* [Task requirements]:
Report each line of the items below that contains the string "metal", copying every such line in full. Case counts.

* [Stored data]:
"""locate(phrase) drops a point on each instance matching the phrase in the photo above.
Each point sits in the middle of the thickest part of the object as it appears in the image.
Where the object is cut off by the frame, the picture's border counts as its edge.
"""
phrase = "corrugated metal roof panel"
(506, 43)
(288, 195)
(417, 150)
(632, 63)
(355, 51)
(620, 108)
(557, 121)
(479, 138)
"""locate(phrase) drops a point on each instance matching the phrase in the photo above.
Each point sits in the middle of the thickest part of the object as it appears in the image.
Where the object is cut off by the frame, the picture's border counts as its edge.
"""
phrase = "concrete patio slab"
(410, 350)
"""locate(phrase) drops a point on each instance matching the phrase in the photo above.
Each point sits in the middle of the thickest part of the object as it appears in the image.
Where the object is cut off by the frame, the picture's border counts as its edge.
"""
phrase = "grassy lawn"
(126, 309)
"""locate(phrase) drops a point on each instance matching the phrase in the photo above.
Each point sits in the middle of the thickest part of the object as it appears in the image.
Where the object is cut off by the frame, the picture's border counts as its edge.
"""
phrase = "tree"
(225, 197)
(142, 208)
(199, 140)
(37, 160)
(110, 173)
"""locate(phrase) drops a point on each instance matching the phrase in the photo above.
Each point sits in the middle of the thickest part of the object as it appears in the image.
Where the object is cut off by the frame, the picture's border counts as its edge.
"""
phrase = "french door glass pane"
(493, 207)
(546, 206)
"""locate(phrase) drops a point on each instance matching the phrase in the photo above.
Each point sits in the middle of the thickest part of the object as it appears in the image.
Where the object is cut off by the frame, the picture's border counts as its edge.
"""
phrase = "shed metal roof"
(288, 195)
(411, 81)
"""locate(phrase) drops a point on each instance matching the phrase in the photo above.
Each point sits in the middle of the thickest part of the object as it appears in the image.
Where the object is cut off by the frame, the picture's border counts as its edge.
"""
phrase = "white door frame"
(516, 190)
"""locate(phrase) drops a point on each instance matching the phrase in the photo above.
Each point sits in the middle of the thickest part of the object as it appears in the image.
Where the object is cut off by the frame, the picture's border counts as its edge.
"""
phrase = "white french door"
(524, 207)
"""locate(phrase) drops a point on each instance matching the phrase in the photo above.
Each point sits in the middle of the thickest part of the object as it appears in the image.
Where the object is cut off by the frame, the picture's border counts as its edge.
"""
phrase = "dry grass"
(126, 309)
...
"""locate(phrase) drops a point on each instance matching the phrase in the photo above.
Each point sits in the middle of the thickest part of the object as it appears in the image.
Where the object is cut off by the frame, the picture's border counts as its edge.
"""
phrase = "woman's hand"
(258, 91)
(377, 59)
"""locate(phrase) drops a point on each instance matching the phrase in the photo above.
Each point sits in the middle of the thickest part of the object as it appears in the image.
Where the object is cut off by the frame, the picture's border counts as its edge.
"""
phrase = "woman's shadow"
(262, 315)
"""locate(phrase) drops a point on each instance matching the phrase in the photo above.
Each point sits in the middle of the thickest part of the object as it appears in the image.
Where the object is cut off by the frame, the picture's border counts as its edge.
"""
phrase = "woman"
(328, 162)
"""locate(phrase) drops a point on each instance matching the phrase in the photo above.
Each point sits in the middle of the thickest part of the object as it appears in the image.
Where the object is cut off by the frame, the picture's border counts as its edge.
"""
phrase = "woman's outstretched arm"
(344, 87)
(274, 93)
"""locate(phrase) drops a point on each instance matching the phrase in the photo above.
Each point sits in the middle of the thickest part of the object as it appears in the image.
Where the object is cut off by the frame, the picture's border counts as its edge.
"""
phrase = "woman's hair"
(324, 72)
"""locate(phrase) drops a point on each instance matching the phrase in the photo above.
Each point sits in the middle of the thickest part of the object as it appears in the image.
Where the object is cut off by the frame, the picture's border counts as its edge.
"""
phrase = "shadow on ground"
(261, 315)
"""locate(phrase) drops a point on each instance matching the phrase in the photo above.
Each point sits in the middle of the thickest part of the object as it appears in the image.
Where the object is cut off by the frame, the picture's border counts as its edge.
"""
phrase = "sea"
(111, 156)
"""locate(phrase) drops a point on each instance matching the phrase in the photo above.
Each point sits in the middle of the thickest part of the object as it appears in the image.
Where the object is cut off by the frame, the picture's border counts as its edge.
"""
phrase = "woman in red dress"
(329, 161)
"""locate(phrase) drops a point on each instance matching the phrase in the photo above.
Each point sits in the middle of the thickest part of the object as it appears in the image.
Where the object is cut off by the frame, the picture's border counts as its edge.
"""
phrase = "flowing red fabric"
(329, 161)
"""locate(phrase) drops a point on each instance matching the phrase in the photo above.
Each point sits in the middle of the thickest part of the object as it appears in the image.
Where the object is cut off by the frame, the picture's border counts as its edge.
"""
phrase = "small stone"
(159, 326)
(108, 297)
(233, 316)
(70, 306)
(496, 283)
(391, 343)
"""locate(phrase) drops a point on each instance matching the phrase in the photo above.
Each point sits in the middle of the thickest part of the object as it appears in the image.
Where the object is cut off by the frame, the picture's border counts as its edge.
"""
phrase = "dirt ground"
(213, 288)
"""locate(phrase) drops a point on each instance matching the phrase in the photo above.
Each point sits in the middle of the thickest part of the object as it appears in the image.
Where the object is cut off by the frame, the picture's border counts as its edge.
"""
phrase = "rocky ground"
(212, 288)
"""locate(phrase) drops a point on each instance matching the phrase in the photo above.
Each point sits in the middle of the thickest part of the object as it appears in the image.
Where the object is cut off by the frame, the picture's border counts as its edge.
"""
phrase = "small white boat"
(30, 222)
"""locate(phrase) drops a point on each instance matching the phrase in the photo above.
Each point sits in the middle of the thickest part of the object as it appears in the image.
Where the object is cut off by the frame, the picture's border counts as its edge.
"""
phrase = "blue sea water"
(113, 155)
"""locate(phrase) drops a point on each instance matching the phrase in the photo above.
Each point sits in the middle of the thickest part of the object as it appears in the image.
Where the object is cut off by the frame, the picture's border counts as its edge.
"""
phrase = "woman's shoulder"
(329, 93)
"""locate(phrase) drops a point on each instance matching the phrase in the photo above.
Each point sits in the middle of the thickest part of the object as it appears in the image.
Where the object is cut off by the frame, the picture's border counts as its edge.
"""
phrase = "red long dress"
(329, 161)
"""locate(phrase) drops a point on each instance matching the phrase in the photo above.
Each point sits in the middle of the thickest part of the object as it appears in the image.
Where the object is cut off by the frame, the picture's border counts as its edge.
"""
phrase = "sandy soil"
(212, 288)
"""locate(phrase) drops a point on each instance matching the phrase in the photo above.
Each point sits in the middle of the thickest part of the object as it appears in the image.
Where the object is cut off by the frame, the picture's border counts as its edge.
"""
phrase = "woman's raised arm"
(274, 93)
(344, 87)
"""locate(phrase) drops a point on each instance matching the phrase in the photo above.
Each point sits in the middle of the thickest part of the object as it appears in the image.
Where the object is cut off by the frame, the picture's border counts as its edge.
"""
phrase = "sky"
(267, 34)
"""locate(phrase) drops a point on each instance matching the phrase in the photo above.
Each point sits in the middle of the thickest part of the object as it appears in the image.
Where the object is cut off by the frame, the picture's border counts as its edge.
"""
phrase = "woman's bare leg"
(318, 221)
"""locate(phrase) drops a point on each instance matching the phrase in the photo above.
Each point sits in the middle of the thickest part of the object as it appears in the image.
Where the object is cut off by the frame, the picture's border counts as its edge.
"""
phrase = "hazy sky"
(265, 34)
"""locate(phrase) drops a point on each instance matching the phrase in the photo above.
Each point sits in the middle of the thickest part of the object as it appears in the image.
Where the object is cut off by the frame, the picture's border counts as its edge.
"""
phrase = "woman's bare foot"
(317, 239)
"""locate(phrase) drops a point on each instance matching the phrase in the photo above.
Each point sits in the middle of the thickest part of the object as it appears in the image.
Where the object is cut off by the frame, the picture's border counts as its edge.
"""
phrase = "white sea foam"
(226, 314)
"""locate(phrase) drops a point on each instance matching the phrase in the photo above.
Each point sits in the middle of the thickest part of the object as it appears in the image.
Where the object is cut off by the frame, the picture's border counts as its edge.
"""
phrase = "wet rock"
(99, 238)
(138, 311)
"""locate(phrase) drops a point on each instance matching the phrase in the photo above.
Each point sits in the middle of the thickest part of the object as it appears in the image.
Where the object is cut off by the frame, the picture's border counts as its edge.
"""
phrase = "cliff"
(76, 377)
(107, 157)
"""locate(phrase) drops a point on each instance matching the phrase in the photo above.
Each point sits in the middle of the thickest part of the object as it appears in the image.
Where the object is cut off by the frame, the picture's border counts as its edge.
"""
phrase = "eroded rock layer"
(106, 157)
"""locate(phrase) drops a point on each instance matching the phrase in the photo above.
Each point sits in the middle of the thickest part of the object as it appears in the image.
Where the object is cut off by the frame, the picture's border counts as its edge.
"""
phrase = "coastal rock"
...
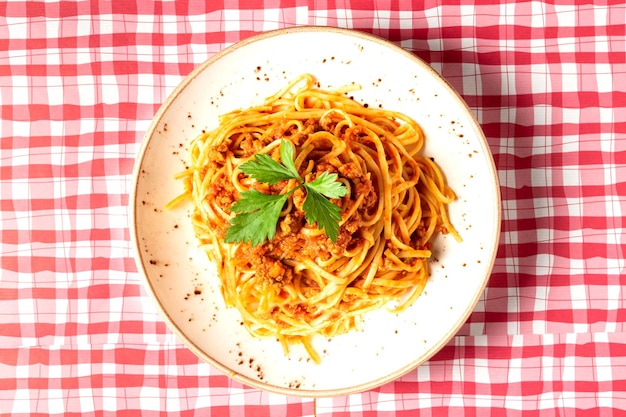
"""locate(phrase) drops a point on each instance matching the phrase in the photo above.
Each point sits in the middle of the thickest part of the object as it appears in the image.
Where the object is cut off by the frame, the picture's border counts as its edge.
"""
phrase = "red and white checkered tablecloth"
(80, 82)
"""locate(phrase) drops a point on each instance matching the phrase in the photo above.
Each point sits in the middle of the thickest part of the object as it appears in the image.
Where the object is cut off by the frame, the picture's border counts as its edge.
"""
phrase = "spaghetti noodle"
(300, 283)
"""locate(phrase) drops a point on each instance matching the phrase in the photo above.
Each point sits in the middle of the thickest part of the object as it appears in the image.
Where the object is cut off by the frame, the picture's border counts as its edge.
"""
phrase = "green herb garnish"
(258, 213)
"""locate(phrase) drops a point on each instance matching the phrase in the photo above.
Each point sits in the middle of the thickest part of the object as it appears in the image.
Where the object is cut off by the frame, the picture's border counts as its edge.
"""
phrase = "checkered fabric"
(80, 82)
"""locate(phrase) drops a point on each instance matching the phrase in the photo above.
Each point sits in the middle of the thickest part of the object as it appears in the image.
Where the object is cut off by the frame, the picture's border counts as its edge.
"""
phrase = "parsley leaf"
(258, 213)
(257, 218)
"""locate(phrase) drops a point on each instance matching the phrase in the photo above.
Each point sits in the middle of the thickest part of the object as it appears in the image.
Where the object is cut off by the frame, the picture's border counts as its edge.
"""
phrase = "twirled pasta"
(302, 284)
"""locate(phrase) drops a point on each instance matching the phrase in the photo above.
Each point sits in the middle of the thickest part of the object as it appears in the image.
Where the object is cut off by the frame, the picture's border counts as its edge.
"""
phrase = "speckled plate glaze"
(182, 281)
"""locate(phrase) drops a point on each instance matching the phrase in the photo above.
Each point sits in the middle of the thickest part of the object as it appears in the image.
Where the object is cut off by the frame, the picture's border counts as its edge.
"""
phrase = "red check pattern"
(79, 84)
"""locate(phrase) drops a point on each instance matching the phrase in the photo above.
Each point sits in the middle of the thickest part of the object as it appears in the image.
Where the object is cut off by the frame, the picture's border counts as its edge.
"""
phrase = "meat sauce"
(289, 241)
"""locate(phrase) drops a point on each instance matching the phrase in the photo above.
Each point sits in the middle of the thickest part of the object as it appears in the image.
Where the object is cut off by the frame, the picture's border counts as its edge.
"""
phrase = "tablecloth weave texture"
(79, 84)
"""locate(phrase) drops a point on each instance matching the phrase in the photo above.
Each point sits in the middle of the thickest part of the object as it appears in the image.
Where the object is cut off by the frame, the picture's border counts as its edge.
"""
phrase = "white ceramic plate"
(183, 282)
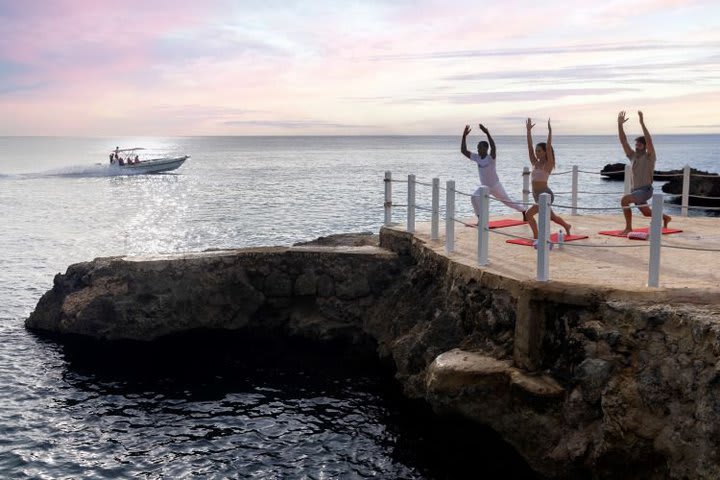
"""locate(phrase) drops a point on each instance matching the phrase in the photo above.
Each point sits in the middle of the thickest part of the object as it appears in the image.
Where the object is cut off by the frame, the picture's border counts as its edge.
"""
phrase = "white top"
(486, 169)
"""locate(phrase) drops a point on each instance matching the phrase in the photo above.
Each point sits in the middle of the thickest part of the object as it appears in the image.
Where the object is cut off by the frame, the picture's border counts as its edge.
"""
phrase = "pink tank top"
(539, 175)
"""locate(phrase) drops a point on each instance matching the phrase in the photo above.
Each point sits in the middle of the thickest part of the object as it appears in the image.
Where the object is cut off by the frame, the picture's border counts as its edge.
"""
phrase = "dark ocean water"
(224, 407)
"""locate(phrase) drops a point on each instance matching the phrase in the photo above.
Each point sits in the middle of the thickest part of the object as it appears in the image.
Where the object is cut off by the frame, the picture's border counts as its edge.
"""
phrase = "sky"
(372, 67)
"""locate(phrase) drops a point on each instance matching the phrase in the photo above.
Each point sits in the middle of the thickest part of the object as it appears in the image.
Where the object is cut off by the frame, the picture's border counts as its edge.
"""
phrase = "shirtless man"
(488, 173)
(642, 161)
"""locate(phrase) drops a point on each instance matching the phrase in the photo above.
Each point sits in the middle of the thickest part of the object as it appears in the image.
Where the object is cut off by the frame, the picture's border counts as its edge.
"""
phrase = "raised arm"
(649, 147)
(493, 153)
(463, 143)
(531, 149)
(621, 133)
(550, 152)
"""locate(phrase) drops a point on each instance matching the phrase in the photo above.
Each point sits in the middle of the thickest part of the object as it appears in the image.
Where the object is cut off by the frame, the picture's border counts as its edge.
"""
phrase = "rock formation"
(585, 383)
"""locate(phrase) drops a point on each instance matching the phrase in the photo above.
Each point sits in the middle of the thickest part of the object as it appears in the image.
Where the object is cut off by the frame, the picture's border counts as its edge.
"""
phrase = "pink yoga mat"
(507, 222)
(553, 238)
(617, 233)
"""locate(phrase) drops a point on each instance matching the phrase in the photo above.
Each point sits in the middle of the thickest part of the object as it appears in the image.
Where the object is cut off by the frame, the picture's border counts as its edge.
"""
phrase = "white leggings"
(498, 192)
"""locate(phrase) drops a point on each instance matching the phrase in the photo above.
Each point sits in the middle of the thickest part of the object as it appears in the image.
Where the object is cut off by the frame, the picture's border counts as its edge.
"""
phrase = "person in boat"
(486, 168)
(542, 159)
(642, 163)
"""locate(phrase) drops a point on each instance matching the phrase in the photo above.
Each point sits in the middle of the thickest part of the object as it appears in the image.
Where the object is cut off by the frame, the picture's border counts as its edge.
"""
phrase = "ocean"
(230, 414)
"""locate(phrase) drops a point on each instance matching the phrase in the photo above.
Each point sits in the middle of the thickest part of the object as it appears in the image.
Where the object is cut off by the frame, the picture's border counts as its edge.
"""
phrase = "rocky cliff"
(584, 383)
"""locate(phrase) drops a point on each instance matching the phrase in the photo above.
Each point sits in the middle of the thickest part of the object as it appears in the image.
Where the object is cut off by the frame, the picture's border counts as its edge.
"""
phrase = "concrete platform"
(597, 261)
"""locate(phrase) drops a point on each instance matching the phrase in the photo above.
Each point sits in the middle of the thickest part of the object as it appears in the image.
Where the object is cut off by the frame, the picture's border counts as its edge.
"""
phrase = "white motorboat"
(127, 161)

* [Answer to the task]:
phrase = "corrugated metal roof panel"
phrase = "shed metal roof"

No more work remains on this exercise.